— begin STORED ROWS —
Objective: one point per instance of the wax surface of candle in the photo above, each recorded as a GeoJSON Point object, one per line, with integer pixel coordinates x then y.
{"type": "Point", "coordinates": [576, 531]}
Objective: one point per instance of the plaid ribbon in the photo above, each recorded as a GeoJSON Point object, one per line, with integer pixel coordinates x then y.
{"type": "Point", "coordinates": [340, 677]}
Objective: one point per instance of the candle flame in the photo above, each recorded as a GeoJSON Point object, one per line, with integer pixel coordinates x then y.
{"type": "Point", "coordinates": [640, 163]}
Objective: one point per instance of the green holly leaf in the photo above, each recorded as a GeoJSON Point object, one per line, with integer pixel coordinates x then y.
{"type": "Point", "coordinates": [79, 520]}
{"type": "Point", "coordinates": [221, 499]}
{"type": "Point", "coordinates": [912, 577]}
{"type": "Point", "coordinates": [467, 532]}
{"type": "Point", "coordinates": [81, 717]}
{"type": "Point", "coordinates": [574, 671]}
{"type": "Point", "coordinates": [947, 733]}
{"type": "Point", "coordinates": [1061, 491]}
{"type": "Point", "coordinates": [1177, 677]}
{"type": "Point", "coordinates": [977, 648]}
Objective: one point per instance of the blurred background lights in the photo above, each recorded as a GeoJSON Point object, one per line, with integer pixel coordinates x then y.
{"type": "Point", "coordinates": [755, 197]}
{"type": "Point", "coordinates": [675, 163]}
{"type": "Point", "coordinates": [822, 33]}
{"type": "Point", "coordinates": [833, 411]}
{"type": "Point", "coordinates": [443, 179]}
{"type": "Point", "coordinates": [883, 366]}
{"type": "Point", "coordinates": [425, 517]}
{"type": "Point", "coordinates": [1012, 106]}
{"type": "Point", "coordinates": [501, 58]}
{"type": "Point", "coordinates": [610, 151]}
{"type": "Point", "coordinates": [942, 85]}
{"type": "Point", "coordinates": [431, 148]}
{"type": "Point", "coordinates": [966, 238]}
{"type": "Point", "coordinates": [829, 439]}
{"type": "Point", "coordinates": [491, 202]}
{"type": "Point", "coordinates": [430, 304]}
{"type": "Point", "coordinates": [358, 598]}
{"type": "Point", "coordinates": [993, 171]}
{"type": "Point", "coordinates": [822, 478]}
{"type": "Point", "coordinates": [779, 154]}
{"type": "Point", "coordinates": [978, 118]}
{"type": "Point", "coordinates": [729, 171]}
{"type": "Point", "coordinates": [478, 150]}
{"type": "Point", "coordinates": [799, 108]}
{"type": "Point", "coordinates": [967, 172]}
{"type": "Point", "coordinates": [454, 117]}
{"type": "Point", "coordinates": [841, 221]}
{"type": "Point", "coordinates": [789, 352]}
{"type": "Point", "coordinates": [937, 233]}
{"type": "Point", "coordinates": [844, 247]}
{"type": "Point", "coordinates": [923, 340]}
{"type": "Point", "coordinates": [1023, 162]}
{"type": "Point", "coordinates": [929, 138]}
— end STORED ROWS —
** WRITTEN TASK **
How many lines in the entries above contain the word "instance"? Reply with the number alone.

** SOLUTION TO THE PROBLEM **
5